▶ Written exercise: Lines before the one containing "foreleg and report the pixel coordinates." are excluded; retype that line and all remaining lines of the material exactly.

[Start of Given data]

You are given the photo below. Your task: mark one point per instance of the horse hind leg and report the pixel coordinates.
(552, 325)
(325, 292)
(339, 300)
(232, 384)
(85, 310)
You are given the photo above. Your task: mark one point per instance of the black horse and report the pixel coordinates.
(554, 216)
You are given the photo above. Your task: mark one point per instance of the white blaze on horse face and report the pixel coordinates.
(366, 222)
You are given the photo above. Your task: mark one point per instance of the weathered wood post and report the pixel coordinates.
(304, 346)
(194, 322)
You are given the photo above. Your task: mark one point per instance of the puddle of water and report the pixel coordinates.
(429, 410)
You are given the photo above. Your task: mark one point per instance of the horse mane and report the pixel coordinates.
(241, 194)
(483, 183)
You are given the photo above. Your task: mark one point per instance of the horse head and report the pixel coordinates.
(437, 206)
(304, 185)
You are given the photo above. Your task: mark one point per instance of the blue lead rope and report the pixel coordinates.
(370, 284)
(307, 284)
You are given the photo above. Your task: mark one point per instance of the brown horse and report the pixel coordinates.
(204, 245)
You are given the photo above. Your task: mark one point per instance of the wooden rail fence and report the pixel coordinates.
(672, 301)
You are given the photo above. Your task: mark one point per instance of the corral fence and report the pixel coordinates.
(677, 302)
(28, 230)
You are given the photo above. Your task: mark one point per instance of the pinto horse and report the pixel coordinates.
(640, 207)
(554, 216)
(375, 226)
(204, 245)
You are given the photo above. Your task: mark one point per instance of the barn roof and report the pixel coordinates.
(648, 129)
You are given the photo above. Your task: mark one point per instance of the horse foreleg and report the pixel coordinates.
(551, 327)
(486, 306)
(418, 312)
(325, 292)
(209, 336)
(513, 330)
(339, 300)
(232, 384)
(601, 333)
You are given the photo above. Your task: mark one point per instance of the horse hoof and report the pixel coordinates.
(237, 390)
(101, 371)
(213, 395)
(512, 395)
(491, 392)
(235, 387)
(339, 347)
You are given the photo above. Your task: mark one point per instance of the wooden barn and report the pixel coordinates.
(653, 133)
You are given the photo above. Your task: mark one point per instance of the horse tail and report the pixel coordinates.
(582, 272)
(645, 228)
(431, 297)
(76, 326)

[End of Given data]

▶ Expected answer:
You are given the photo above. Your task: mark one point per instance of the horse foreleg and report the pixel coordinates.
(551, 327)
(486, 306)
(418, 312)
(325, 292)
(209, 336)
(513, 330)
(339, 300)
(232, 384)
(601, 333)
You are given the photo above. Your task: mark one point per instance of the horse hoof and report the pixel coordinates.
(237, 390)
(101, 371)
(213, 395)
(512, 395)
(491, 392)
(235, 387)
(339, 347)
You are given the photo above. Your task: mark one point per instance of the wooden barn and report the pixel coordinates.
(653, 133)
You are given the photo above. Your task: mark one point per instance of the horse tail and report the pixel coordinates.
(582, 272)
(645, 228)
(431, 297)
(76, 326)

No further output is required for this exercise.